[Saved entries]
* * * * *

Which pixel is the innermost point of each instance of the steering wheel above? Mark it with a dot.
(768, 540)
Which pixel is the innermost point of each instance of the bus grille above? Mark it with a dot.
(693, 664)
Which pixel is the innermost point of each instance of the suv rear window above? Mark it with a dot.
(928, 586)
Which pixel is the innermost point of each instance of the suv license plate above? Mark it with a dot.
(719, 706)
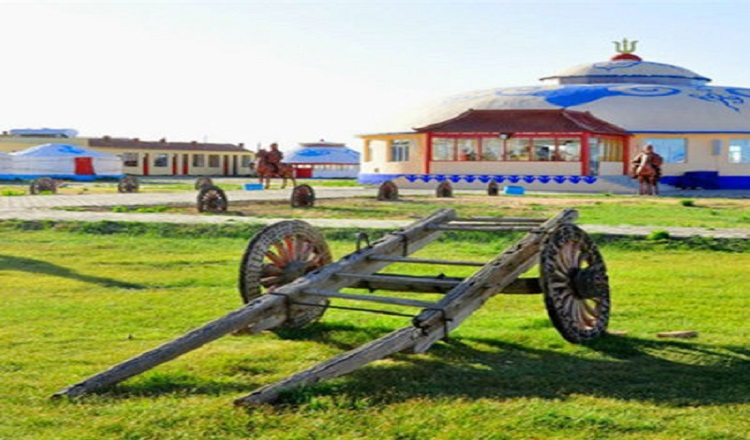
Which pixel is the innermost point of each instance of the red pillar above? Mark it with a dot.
(585, 154)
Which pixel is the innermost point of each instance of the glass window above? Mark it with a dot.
(161, 160)
(544, 148)
(612, 149)
(519, 148)
(400, 150)
(672, 150)
(492, 149)
(468, 149)
(568, 149)
(130, 159)
(739, 151)
(442, 149)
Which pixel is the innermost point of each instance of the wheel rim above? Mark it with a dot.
(575, 284)
(279, 254)
(303, 196)
(388, 191)
(212, 199)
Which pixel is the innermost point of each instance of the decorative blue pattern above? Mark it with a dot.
(572, 95)
(483, 178)
(712, 94)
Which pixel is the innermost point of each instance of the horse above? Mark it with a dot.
(647, 174)
(267, 170)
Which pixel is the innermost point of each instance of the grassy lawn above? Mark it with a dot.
(601, 209)
(78, 299)
(156, 184)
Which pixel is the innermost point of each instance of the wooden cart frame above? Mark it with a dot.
(287, 278)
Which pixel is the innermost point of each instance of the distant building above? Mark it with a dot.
(324, 160)
(146, 158)
(577, 131)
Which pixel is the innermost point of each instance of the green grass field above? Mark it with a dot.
(77, 299)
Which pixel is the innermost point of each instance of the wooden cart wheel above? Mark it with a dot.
(279, 254)
(203, 182)
(388, 191)
(212, 199)
(575, 284)
(444, 189)
(303, 196)
(128, 184)
(42, 184)
(493, 189)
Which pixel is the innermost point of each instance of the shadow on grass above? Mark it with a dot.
(665, 372)
(34, 266)
(672, 373)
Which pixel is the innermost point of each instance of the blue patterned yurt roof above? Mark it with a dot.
(323, 153)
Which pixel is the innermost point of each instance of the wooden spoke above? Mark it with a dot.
(277, 255)
(575, 284)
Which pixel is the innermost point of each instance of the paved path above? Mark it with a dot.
(42, 208)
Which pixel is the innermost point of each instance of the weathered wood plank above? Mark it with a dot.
(369, 298)
(472, 228)
(500, 219)
(269, 311)
(410, 260)
(465, 298)
(344, 363)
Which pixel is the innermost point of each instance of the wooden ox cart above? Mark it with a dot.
(287, 279)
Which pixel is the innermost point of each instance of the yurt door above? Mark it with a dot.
(84, 166)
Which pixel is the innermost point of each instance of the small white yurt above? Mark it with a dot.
(6, 165)
(64, 161)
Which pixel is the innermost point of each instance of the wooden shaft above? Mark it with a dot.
(501, 219)
(369, 298)
(339, 365)
(269, 311)
(484, 228)
(267, 307)
(465, 298)
(396, 259)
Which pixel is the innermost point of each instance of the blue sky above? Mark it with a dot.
(297, 71)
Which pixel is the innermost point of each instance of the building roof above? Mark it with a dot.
(60, 151)
(628, 71)
(323, 153)
(163, 145)
(515, 121)
(635, 95)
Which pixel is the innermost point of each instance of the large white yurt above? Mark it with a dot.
(577, 130)
(64, 161)
(328, 160)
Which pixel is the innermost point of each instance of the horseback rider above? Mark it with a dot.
(274, 157)
(647, 157)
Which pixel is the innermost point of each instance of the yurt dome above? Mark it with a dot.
(324, 160)
(323, 153)
(639, 96)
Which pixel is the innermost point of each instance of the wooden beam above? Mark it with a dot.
(484, 228)
(369, 298)
(410, 260)
(344, 363)
(270, 309)
(465, 298)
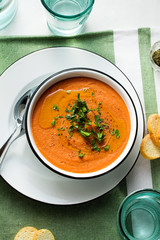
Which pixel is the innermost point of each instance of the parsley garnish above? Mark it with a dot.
(55, 107)
(79, 122)
(107, 148)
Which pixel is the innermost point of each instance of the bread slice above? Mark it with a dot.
(26, 233)
(153, 125)
(148, 149)
(43, 234)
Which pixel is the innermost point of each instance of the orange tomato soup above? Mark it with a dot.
(81, 125)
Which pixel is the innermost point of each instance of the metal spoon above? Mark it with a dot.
(19, 115)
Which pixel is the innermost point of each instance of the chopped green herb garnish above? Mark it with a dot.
(85, 134)
(68, 91)
(79, 122)
(53, 122)
(115, 132)
(71, 135)
(55, 107)
(98, 110)
(95, 147)
(67, 110)
(80, 154)
(107, 148)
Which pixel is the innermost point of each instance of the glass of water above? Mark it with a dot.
(139, 216)
(8, 9)
(67, 17)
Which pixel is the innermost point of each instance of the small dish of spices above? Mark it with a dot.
(155, 56)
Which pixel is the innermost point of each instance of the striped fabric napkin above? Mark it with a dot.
(97, 219)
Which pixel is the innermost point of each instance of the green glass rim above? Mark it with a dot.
(70, 16)
(142, 192)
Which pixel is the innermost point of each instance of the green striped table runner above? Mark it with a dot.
(96, 220)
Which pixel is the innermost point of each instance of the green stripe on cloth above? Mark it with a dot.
(149, 92)
(97, 219)
(147, 72)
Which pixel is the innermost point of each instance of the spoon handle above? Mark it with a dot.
(3, 150)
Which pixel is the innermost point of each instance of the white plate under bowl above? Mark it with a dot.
(21, 169)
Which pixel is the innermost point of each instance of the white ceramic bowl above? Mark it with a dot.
(82, 72)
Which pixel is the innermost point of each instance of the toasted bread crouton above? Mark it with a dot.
(153, 125)
(43, 234)
(26, 233)
(148, 149)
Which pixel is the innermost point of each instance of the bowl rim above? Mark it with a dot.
(48, 164)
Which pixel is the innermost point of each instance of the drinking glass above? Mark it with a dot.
(67, 17)
(139, 216)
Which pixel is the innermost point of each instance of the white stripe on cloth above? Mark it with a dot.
(128, 60)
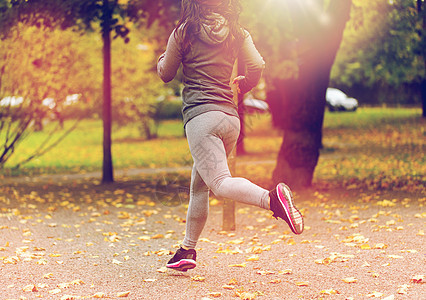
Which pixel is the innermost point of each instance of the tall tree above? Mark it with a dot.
(301, 100)
(422, 33)
(112, 16)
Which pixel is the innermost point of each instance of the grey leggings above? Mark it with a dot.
(211, 137)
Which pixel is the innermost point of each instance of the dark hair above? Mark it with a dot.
(193, 12)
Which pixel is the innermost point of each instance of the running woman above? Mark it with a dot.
(206, 41)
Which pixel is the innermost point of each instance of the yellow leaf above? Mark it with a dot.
(157, 236)
(350, 279)
(365, 247)
(243, 265)
(99, 295)
(418, 278)
(236, 242)
(69, 297)
(253, 258)
(329, 292)
(245, 295)
(375, 295)
(30, 288)
(215, 294)
(380, 246)
(123, 294)
(198, 278)
(395, 256)
(403, 289)
(265, 272)
(228, 287)
(55, 291)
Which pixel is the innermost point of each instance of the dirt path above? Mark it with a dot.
(86, 241)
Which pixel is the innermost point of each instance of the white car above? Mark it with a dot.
(339, 101)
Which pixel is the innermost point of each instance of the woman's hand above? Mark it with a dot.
(236, 81)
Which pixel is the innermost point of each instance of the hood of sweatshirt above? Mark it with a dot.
(214, 29)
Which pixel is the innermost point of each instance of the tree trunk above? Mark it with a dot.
(107, 168)
(301, 102)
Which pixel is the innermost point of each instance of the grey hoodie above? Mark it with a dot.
(207, 68)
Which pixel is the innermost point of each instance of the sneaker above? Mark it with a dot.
(183, 260)
(282, 206)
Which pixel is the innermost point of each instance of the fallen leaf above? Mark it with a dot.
(99, 295)
(375, 295)
(48, 275)
(302, 283)
(395, 256)
(215, 294)
(417, 278)
(243, 265)
(329, 292)
(228, 287)
(403, 289)
(265, 272)
(350, 279)
(245, 295)
(55, 291)
(69, 297)
(253, 258)
(30, 288)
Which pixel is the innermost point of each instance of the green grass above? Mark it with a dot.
(364, 130)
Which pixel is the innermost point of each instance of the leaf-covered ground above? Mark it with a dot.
(76, 239)
(68, 237)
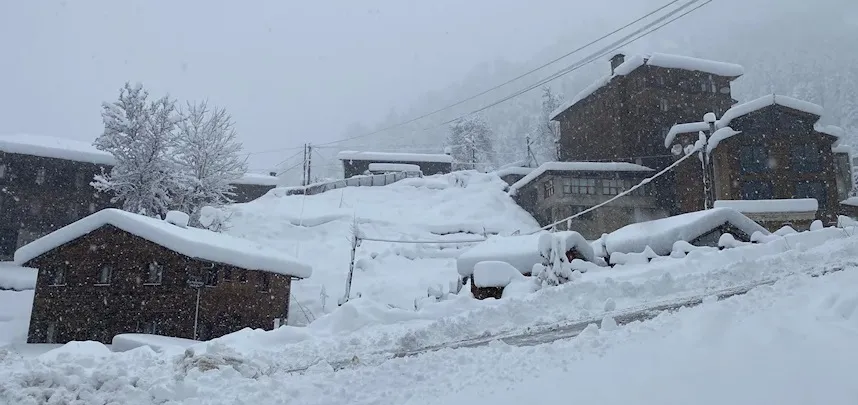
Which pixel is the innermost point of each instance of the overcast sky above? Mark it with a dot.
(288, 71)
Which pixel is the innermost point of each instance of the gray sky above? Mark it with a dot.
(288, 71)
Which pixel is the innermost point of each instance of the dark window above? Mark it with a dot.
(757, 190)
(155, 273)
(211, 276)
(811, 189)
(264, 281)
(548, 188)
(754, 159)
(104, 275)
(805, 158)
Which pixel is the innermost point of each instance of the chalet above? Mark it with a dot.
(45, 185)
(116, 272)
(557, 190)
(357, 163)
(765, 149)
(701, 228)
(625, 115)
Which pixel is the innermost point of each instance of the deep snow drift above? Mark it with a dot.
(316, 230)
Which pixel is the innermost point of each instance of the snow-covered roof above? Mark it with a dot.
(739, 110)
(394, 156)
(393, 167)
(851, 201)
(661, 234)
(520, 251)
(770, 206)
(191, 242)
(258, 179)
(57, 148)
(655, 59)
(578, 167)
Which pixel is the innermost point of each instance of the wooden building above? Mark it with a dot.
(557, 190)
(625, 115)
(44, 185)
(357, 163)
(768, 148)
(115, 272)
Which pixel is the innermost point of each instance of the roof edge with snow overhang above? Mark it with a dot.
(577, 167)
(395, 157)
(192, 242)
(662, 60)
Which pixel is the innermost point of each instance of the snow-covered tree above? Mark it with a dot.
(209, 153)
(139, 134)
(470, 141)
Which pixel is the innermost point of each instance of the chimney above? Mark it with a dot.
(617, 60)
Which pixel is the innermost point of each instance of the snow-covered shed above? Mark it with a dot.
(773, 214)
(116, 272)
(700, 228)
(357, 163)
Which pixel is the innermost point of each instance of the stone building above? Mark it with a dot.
(765, 149)
(114, 272)
(557, 190)
(357, 163)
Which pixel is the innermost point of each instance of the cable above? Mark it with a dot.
(516, 78)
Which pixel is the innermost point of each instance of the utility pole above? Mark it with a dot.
(710, 119)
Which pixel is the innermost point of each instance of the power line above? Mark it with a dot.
(509, 81)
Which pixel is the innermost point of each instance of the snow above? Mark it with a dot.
(577, 167)
(739, 110)
(51, 147)
(720, 135)
(258, 179)
(521, 252)
(689, 127)
(655, 59)
(852, 201)
(128, 341)
(192, 242)
(393, 167)
(661, 234)
(495, 274)
(394, 157)
(14, 277)
(770, 206)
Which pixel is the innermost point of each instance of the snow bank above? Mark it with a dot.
(57, 148)
(259, 179)
(495, 274)
(13, 277)
(521, 252)
(661, 234)
(192, 242)
(770, 206)
(577, 167)
(393, 167)
(394, 156)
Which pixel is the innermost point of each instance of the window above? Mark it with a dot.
(51, 333)
(756, 190)
(40, 176)
(548, 188)
(811, 189)
(754, 159)
(805, 158)
(264, 282)
(58, 276)
(104, 275)
(612, 187)
(211, 276)
(155, 273)
(582, 186)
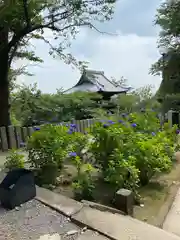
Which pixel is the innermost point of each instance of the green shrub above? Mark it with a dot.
(14, 160)
(130, 151)
(49, 147)
(83, 184)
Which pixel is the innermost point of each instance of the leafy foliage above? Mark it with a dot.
(14, 160)
(49, 146)
(130, 151)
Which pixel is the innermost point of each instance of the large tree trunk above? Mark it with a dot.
(4, 83)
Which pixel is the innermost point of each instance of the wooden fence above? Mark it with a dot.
(13, 136)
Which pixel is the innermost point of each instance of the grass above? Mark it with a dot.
(157, 196)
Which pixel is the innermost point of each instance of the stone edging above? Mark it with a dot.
(166, 207)
(113, 226)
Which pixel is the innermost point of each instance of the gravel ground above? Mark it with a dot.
(33, 220)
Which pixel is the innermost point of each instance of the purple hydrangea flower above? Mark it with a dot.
(178, 131)
(72, 125)
(69, 131)
(72, 154)
(22, 144)
(110, 121)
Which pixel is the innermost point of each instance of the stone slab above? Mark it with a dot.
(63, 204)
(116, 226)
(171, 223)
(90, 235)
(102, 207)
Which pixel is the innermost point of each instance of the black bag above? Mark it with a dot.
(17, 188)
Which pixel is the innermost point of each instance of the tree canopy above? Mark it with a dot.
(168, 18)
(22, 20)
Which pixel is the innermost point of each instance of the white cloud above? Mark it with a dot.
(124, 55)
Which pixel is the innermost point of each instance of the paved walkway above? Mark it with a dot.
(172, 221)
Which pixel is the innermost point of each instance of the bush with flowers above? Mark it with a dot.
(132, 149)
(48, 147)
(83, 183)
(128, 150)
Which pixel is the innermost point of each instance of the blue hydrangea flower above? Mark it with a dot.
(72, 154)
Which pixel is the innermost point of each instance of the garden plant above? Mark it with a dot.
(128, 151)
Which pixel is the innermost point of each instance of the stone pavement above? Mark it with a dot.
(172, 221)
(112, 226)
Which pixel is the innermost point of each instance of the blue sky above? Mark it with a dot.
(130, 53)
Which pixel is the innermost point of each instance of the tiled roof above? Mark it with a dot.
(95, 81)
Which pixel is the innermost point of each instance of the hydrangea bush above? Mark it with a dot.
(132, 149)
(48, 148)
(128, 150)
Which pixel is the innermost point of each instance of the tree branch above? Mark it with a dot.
(26, 14)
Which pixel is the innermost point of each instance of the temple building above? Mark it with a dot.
(96, 81)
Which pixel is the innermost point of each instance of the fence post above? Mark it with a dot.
(30, 131)
(18, 136)
(24, 133)
(3, 139)
(12, 137)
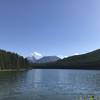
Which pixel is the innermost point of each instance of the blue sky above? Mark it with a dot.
(50, 27)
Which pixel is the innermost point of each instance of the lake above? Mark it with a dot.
(50, 84)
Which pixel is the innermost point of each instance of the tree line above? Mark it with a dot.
(9, 60)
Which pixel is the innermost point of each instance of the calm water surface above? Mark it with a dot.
(38, 84)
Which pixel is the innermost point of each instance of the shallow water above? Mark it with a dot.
(50, 84)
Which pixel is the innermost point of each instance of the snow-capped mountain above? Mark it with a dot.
(45, 59)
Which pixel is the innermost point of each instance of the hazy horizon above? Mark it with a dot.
(49, 27)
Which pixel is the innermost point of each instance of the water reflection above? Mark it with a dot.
(40, 84)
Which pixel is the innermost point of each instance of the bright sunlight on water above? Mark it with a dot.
(43, 84)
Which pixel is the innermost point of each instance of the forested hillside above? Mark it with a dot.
(10, 60)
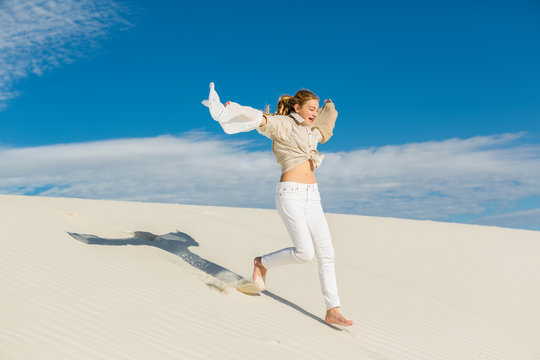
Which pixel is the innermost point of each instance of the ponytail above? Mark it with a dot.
(286, 102)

* * * * *

# Set problem
Only the lines from the one containing "the blue hydrangea" through the last line of the data belong in the copy, both included and reproduced exactly. Pictures do not.

# Final answer
Which pixel is the innermost point of each instance of the blue hydrangea flower above? Mark it with a dot.
(72, 154)
Which pixel is the innermost point of each instance of the garden plant above? Mark it with a dot.
(128, 151)
Which pixel is the innermost point of each instance of the stone pavement above? Mark it with a dot.
(172, 221)
(112, 226)
Which pixel is the innermost point of each instance of the blue sky above? Mark it with a dot.
(130, 53)
Which pixel is the innermost point of each instance of the tiled roof above? Mark it with a dot.
(95, 81)
Which pixel is the innermost point of each instance of the hydrangea bush above? Mark it with a dot.
(132, 149)
(48, 148)
(128, 150)
Which pixel is the innermost point of each instance of the tree branch above? Mark it with a dot.
(26, 14)
Which pixel is the innermost point of each instance of the temple building above? Mark it with a dot.
(96, 81)
Which pixel is the innermost point of each instance of the fence post above? Mark it with a dot.
(30, 131)
(18, 136)
(24, 133)
(3, 139)
(12, 137)
Which pixel is the innermost point of each instance of the blue sky above? Mark it with a dot.
(50, 27)
Which pixel is the innermost point of each instance of the lake above? Mark it with a dot.
(50, 84)
Which pixel is the innermost point of each instance of the tree line above? Mark it with a dot.
(9, 60)
Which pixel is the innermost point of each instance of the calm water surface above? Mark it with a dot.
(38, 84)
Which pixel is the innermost point of each instance of the shallow water above? Mark it with a dot.
(50, 84)
Which pixel is the innermost point of each instance of the snow-capped mountain above? Mark it with a dot.
(45, 59)
Which pixel is the innermost point of each instance of the hazy horizon above? Mark it with a dot.
(49, 27)
Which pixel is the innermost point of each instance of the water reflection above? Mark it with a dot.
(40, 84)
Which pixel is the innermost point of each instance of the bright sunlight on water above? Mark it with a dot.
(43, 84)
Which pixel is the innermost point of each instance of the forested hillside above? Mark it with a dot.
(10, 60)
Which pixel is the innermost point of each instance of the ponytail above? Mark it with a dot.
(286, 102)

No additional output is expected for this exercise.